In 1982 Greg Hersov directed a production at the Royal Exchange, Manchester with Jonathan Hackett as Randle McMurphy, Linda Marlowe as Nurse Ratched and Tim McInnerny as Billy Bibbitt. In April 1988, the Playhouse Theatre was the site for the first London production of One Flew Over the Cuckoo's Nest. The play was brought to the London stage by Cuckoo Productions, formed by Diane Hilton, Karin Parnaby, and Judy Kershaw. They raised £100,000 in 24 hours to bring the play to the London theatre. In 2001, the Steppenwolf Theatre Company produced a Broadway revival, winning the Tony Award for Best Play Revival. This production was directed by Terry Kinney and starred Gary Sinise, Amy Morton, Tim Sampson (playing Chief, his father Will Sampson's role in the film version), Eric Johner, and Ross Lehman.

In 2004, Guy Masterson and Nica Burns mounted a production at the Edinburgh Fringe Festival with Christian Slater, Mackenzie Crook and Frances Barber and a cast of comedians including Owen O'Neill. Masterson famously resigned as director & co-producer just prior to opening citing "ill health" and the production was finally delivered by Terry Johnson and Tamara Harvey. The show was a huge box office hit and transferred to London's Gielgud Theatre where it ran for over 20 weeks. This production was itself revived in 2006 with Alex Kingston taking over the role of Nurse Ratched. It then toured the UK in 2007 with Shane Richie playing McMurphy and Sophie Ward as Nurse Ratched.

A production of the play was staged by London's Tower Theatre Company from 23 to 27 October 2012 at Upstairs at the Gatehouse, Highgate, London. In 2018, After Hours Theatre Company in Los Angeles created an immersive version of the work. The Oregon State Hospital was recreated in a 7,000 sq. ft. warehouse in Burbank. Each audience member was provided a costume and a patient wristband. During the immersive pre-show, audience members were tasked with finding clues as to why they have been admitted to the hospital that eventually led them to join the patient revolution. This production was nominated for six Ovation Awards, including a win for Best Lighting Design, Intimate Theatre.

## DIRECTIONS
Give part of the passage about stage productions again with "huge" changed to "major". Begin at the words "In 2004, Guy" and stop after "as Nurse Ratched.".

## SOURCE MATERIAL
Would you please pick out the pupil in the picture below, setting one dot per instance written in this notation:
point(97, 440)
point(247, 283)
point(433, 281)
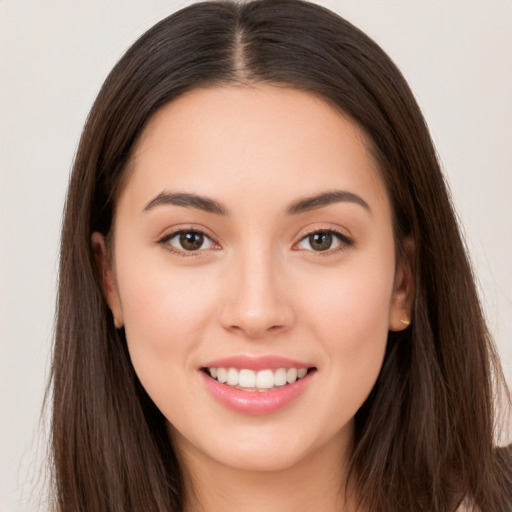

## ANSWER AREA
In 2004, Guy Masterson and Nica Burns mounted a production at the Edinburgh Fringe Festival with Christian Slater, Mackenzie Crook and Frances Barber and a cast of comedians including Owen O'Neill. Masterson famously resigned as director & co-producer just prior to opening citing "ill health" and the production was finally delivered by Terry Johnson and Tamara Harvey. The show was a major box office hit and transferred to London's Gielgud Theatre where it ran for over 20 weeks. This production was itself revived in 2006 with Alex Kingston taking over the role of Nurse Ratched. It then toured the UK in 2007 with Shane Richie playing McMurphy and Sophie Ward as Nurse Ratched.